PROVIDED RECORDS.
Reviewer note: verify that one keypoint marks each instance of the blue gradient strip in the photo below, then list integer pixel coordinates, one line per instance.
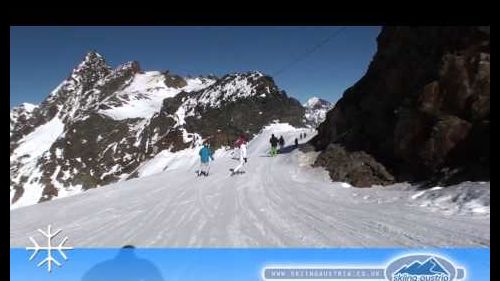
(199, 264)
---
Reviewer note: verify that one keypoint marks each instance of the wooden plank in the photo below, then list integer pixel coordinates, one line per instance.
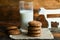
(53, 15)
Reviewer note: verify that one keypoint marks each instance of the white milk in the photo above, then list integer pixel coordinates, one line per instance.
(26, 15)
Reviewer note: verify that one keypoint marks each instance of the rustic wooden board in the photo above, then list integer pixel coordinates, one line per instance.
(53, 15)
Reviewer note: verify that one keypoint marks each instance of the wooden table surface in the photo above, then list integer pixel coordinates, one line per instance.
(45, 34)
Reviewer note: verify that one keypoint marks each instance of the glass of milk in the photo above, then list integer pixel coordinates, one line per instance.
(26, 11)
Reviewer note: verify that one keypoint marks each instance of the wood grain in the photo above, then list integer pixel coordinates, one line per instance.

EXERCISE REQUIREMENTS.
In the material, take the lines starting at the one that contains "of the glass" and ending at the one that contains "the wood grain". Return only those lines, with "integer pixel coordinates" changed to "whole-number pixel coordinates" and everything else left as it is.

WRITTEN RESPONSE.
Reviewer note: verify that one keypoint marks each instance of the glass of milk in the photo above, then list whole-number pixel coordinates, one line per instance.
(26, 11)
Reviewer note: verify that one keypoint marks each instance of the wood grain in the photo above, then list whole-number pixel coordinates, one line per instance.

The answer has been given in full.